● THE REQUEST:
Repeat every one of the entries below word for word, leaving out the pictures.

● SUPPLIED DATA:
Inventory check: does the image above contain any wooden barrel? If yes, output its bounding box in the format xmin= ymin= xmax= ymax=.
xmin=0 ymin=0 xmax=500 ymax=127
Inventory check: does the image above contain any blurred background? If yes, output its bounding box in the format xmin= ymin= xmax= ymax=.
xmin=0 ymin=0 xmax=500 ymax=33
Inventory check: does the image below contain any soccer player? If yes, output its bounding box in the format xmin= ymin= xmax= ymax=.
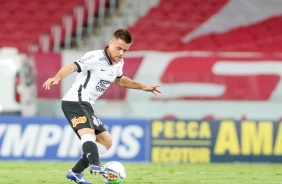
xmin=43 ymin=29 xmax=161 ymax=184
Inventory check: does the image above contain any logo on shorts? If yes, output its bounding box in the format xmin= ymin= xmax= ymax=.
xmin=71 ymin=116 xmax=87 ymax=127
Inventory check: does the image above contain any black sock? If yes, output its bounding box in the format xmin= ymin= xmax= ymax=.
xmin=82 ymin=141 xmax=100 ymax=165
xmin=72 ymin=154 xmax=89 ymax=173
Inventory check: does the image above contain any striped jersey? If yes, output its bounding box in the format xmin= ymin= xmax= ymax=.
xmin=62 ymin=48 xmax=124 ymax=104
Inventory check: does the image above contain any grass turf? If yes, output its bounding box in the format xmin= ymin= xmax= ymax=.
xmin=0 ymin=161 xmax=282 ymax=184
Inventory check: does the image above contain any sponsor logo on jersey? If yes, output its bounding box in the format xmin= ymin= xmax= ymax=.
xmin=92 ymin=116 xmax=102 ymax=126
xmin=95 ymin=80 xmax=111 ymax=92
xmin=78 ymin=55 xmax=94 ymax=64
xmin=71 ymin=116 xmax=87 ymax=127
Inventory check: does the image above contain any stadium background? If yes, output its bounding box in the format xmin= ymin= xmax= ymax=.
xmin=0 ymin=0 xmax=282 ymax=163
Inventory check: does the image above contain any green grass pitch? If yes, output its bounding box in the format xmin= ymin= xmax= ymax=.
xmin=0 ymin=161 xmax=282 ymax=184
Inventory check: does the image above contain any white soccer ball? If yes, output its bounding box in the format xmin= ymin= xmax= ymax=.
xmin=101 ymin=161 xmax=126 ymax=184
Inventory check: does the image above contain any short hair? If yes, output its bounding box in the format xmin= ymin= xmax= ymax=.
xmin=114 ymin=29 xmax=133 ymax=44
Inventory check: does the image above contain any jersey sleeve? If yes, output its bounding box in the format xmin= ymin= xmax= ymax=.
xmin=74 ymin=52 xmax=95 ymax=72
xmin=117 ymin=60 xmax=124 ymax=78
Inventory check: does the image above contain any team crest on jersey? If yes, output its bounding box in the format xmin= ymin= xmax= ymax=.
xmin=95 ymin=80 xmax=111 ymax=92
xmin=71 ymin=116 xmax=87 ymax=127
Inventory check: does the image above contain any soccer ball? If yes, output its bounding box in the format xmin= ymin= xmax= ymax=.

● WRITTEN RESPONSE:
Inventory check: does the image above contain any wooden barrel? If yes, output its bounding box in the format xmin= ymin= xmax= ymax=.
xmin=0 ymin=0 xmax=500 ymax=127
Inventory check: does the image above contain any blurred background? If yes, output its bounding box in the format xmin= ymin= xmax= ymax=.
xmin=0 ymin=0 xmax=500 ymax=33
Inventory check: does the image below contain any soccer player? If yes, output its bounding box in the format xmin= ymin= xmax= ymax=.
xmin=43 ymin=29 xmax=161 ymax=184
Inventory check: does the image above contain any logo on shorts? If yes, output its bounding box in the format xmin= ymin= xmax= ymax=.
xmin=71 ymin=116 xmax=87 ymax=127
Inventory check: does the image above contain any black sock? If yes, output its bounding box in the format xmin= ymin= xmax= ymax=.
xmin=82 ymin=141 xmax=100 ymax=165
xmin=72 ymin=154 xmax=89 ymax=173
Inventory check: does the image above contain any striped jersey? If yes, output its bounding box in the format xmin= ymin= xmax= ymax=.
xmin=62 ymin=48 xmax=124 ymax=104
Inventory check: does the image above contain any grass turf? If yes, output its bounding box in the format xmin= ymin= xmax= ymax=.
xmin=0 ymin=161 xmax=282 ymax=184
Inventory check: does the image above contain any sponsor logo on jersey? If yes, output its bounding box in the format xmin= ymin= xmax= ymax=.
xmin=92 ymin=116 xmax=102 ymax=126
xmin=95 ymin=80 xmax=111 ymax=92
xmin=78 ymin=55 xmax=94 ymax=64
xmin=71 ymin=116 xmax=87 ymax=127
Inventory check: does the image above contain any stadium background? If yes, output its bounding box in the format xmin= ymin= xmax= ymax=.
xmin=0 ymin=0 xmax=282 ymax=163
Inventory check: does the image above contain any green grass pitch? If yes, output its bounding box in the format xmin= ymin= xmax= ymax=.
xmin=0 ymin=161 xmax=282 ymax=184
Inventory check: does the image above contain any white soccer ball? If yes, output its bounding box in the format xmin= ymin= xmax= ymax=.
xmin=101 ymin=161 xmax=126 ymax=184
Inventory check: does the image above contain any short hair? If yes, output its bounding box in the format xmin= ymin= xmax= ymax=.
xmin=114 ymin=29 xmax=133 ymax=44
Inventory check: does the image above contain any jersey sleeve? If yes, output its bounding box in the format xmin= ymin= xmax= ymax=.
xmin=74 ymin=52 xmax=95 ymax=72
xmin=117 ymin=60 xmax=124 ymax=78
Inventory check: does the image above contain any team crest on jersey? If yes, output its bounding box in the format xmin= ymin= xmax= ymax=.
xmin=95 ymin=80 xmax=111 ymax=92
xmin=71 ymin=116 xmax=87 ymax=127
Inventory check: does the image above contain any soccer ball? If yes, output its bounding box in the format xmin= ymin= xmax= ymax=.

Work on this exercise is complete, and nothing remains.